**INSTRUCTIONS**
**A.** In the passage about the voice at night, what names did she call the narrator after laughing?
**B.** In the passage about the voice at night, what did the narrator beg the mom to do before falling asleep?
**C.** Copy the part of the passage about the voice at night between "I remember begging" and "much even now.", inclusive.

**GIVEN PASSAGE**
I could never get her to shut up when she'd start this shit. Sometimes if I woke up in them middle of the night, and my arm or foot was uncovered I would panic to get back under the covers, and she'd scream in my head: You better hurry up! They're coming to get you! Chop! Chop! Chop! Its gonna hurt sooooo bad!! Chop off your hands and toes!! You would hate the pain! IT WILL HURT SO MUCH!! It will bleed and BLEED!! She would make me panic more and I'd rush to cover myself up as fast as I could, and she would laugh wickedly, and call me stupid, an idiot, or retarded.

I remember begging my mom to scratch my back as HARD as she could before I'd fall asleep, that would help me focus on the burning feeling on my back that would feel like a weird shield at night. Almost like a painful protection as I dozed off to sleep, and I could drown her out by focusing on that. There was a lot of stress to sleep soundly, while keeping in mind the rules of a illogical game that I should have known wasn't real, but I would be worried about it anyway. This is only ONE of her strange games that she would make up and scare my young mind into being a part of. I don't understand it much even now.

**DATA SECTION**
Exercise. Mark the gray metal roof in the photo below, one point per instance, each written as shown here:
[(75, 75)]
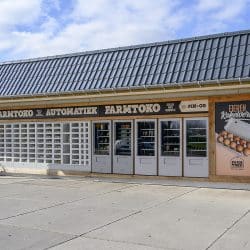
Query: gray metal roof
[(220, 57)]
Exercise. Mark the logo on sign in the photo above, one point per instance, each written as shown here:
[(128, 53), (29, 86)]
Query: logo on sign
[(194, 106), (237, 163)]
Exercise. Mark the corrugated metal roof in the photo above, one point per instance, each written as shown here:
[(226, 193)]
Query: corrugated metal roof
[(194, 60)]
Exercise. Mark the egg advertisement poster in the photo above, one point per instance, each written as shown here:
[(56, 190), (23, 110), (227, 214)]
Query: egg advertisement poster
[(232, 131)]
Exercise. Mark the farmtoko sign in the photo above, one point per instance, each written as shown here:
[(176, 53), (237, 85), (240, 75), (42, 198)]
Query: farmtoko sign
[(157, 108)]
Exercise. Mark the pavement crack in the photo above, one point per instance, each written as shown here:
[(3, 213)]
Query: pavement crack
[(170, 199), (228, 229), (62, 203), (94, 229), (130, 242)]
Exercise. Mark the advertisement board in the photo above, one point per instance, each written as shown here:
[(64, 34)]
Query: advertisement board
[(232, 130)]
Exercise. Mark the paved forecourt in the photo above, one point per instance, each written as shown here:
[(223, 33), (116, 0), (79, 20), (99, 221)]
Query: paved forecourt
[(105, 213)]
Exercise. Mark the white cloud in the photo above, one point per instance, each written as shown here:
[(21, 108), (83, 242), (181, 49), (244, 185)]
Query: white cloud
[(29, 28), (19, 12)]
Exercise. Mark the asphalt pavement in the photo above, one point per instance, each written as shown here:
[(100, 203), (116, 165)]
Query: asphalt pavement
[(38, 212)]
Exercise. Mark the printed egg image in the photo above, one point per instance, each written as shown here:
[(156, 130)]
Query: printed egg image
[(239, 148), (220, 139), (246, 151), (233, 145), (227, 142)]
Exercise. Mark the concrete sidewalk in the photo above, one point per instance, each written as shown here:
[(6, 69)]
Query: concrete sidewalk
[(105, 213)]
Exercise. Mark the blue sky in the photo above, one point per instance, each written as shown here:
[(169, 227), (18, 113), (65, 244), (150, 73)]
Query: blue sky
[(35, 28)]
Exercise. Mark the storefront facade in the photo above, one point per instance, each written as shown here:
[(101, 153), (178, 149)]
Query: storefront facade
[(193, 130)]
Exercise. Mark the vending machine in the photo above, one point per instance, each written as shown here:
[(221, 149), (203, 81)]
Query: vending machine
[(145, 149), (196, 147), (101, 158), (170, 147), (123, 147)]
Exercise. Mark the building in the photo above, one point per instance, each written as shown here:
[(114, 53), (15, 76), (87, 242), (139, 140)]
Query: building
[(175, 108)]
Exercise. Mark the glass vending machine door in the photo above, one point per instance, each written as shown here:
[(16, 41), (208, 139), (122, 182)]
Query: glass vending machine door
[(101, 147), (196, 147), (170, 163), (122, 159), (145, 162)]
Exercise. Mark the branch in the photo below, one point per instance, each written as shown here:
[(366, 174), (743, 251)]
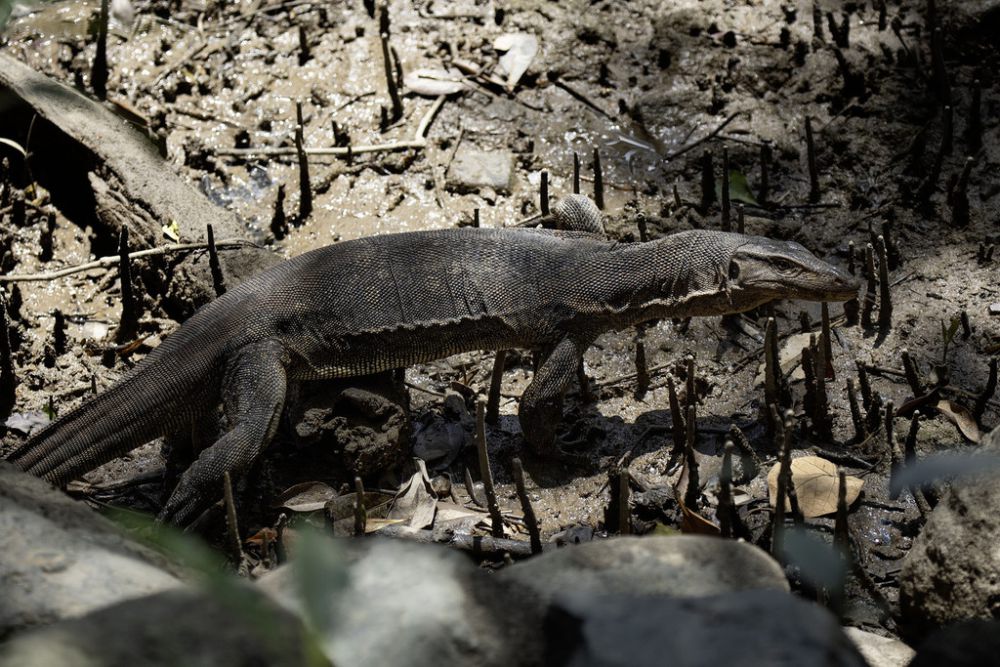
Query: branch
[(419, 140), (109, 261)]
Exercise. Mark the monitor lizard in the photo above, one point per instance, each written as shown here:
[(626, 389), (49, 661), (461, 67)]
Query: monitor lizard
[(367, 305)]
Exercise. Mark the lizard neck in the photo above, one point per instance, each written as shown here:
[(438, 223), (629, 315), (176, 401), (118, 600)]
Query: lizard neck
[(681, 275)]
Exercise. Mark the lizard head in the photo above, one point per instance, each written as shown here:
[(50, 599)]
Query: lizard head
[(764, 269)]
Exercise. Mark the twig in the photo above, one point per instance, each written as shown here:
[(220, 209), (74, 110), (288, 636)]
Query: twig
[(113, 260), (419, 140), (694, 144)]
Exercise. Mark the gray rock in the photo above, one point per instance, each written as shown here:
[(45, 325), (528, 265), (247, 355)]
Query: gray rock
[(749, 628), (879, 651), (952, 572), (473, 169), (61, 560), (968, 644), (418, 605), (682, 566), (179, 627)]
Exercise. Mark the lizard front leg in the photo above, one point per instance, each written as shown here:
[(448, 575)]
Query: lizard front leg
[(253, 394), (540, 410)]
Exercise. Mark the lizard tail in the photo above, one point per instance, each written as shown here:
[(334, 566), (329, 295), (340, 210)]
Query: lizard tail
[(133, 412)]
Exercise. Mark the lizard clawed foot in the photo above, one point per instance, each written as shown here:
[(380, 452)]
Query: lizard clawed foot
[(185, 504)]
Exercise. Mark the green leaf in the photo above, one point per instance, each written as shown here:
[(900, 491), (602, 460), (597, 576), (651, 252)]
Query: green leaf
[(320, 575), (739, 189)]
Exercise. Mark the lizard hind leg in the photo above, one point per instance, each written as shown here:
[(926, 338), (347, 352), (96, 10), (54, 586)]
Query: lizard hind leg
[(540, 410), (253, 393)]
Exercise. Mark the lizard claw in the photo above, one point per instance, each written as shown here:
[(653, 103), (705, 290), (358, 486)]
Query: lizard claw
[(184, 505)]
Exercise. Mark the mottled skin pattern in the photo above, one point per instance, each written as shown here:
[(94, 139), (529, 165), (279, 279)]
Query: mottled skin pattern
[(385, 302)]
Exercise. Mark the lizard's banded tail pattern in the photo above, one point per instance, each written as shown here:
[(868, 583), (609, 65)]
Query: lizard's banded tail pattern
[(133, 412)]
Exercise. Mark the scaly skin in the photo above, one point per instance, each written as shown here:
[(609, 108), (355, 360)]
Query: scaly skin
[(373, 304)]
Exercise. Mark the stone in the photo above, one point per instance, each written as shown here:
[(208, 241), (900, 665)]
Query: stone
[(952, 571), (763, 627), (418, 605), (680, 566), (473, 169), (879, 651), (61, 560), (178, 627), (968, 644)]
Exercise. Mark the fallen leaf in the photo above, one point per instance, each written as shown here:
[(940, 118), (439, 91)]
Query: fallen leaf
[(457, 518), (816, 481), (739, 189), (374, 525), (961, 417), (172, 231), (694, 523), (306, 497), (414, 503), (27, 422), (13, 144), (342, 507), (520, 50), (789, 358), (434, 82)]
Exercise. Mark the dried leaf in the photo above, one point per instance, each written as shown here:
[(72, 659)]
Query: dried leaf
[(414, 503), (342, 507), (789, 358), (961, 417), (434, 82), (694, 523), (306, 497), (520, 50), (172, 231), (374, 525), (27, 422), (13, 144), (816, 485)]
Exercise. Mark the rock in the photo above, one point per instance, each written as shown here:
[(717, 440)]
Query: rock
[(419, 605), (952, 572), (880, 651), (473, 169), (180, 627), (968, 644), (61, 560), (762, 627), (682, 566)]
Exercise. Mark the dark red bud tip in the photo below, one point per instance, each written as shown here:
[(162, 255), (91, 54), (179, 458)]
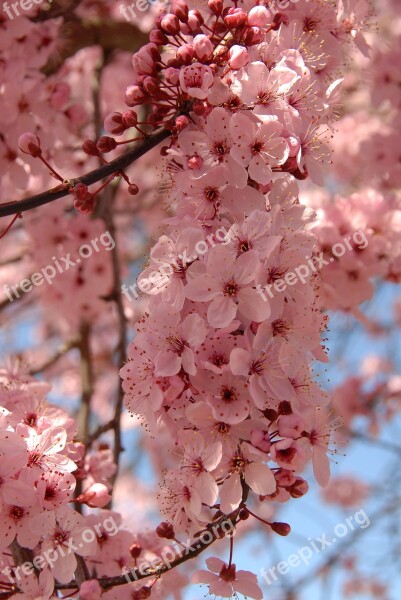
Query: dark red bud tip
[(170, 24), (279, 19), (216, 6), (165, 531), (133, 189), (135, 551), (90, 148), (180, 9), (243, 514), (181, 122), (29, 143), (281, 528), (106, 144)]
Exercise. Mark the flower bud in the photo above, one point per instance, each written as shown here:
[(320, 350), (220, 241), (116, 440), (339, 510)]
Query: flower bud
[(142, 594), (235, 17), (166, 531), (181, 123), (216, 6), (238, 57), (179, 8), (195, 163), (281, 528), (158, 37), (135, 551), (170, 24), (133, 189), (151, 85), (254, 36), (97, 495), (259, 16), (113, 123), (185, 54), (106, 144), (134, 95), (90, 148), (279, 19), (203, 47), (130, 118), (195, 20), (29, 143)]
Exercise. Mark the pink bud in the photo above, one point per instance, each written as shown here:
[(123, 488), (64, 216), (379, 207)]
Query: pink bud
[(195, 20), (179, 8), (279, 18), (281, 528), (90, 590), (235, 17), (134, 95), (158, 37), (96, 496), (170, 24), (239, 57), (216, 6), (130, 118), (151, 85), (29, 143), (259, 16), (90, 148), (106, 144), (195, 163), (181, 122), (203, 47), (166, 531), (294, 145), (172, 75), (133, 189), (113, 123), (185, 54)]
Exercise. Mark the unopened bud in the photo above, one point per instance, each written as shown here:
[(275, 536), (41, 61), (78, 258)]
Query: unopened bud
[(279, 19), (166, 531), (113, 123), (281, 528), (181, 122), (90, 148), (238, 57), (179, 8), (170, 24), (106, 144), (216, 6), (135, 551), (133, 189), (130, 118), (29, 143)]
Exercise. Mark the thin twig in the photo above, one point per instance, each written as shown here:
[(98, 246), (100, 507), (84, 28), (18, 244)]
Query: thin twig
[(61, 191)]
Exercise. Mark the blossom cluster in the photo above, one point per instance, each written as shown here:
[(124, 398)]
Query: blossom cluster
[(227, 374)]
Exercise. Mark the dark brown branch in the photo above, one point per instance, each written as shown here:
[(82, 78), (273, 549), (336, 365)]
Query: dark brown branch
[(118, 164)]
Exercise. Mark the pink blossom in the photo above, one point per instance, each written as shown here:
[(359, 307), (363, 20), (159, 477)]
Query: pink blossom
[(226, 283), (196, 79), (224, 580)]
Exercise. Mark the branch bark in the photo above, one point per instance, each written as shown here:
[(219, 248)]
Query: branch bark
[(118, 164)]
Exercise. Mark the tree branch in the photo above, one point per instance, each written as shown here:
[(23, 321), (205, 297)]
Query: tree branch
[(118, 164)]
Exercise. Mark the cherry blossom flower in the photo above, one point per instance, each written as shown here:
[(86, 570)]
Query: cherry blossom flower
[(224, 580)]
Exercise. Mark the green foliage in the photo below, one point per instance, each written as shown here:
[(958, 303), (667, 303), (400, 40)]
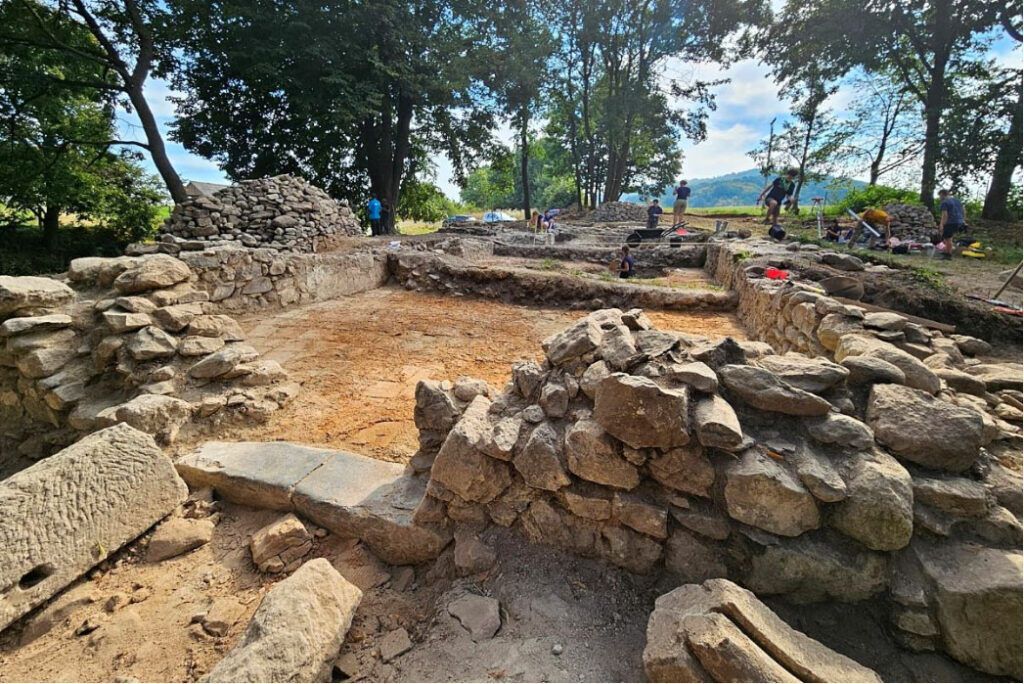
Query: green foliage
[(56, 140), (876, 196), (498, 182), (422, 201), (351, 95), (25, 251)]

**RESULTS IN ORDER**
**A.**
- stupid
- an idiot
- retarded

**B.** To scratch the narrator's back as hard as she could.

**C.**
I remember begging my mom to scratch my back as HARD as she could before I'd fall asleep, that would help me focus on the burning feeling on my back that would feel like a weird shield at night. Almost like a painful protection as I dozed off to sleep, and I could drown her out by focusing on that. There was a lot of stress to sleep soundly, while keeping in mind the rules of a illogical game that I should have known wasn't real, but I would be worried about it anyway. This is only ONE of her strange games that she would make up and scare my young mind into being a part of. I don't understand it much even now.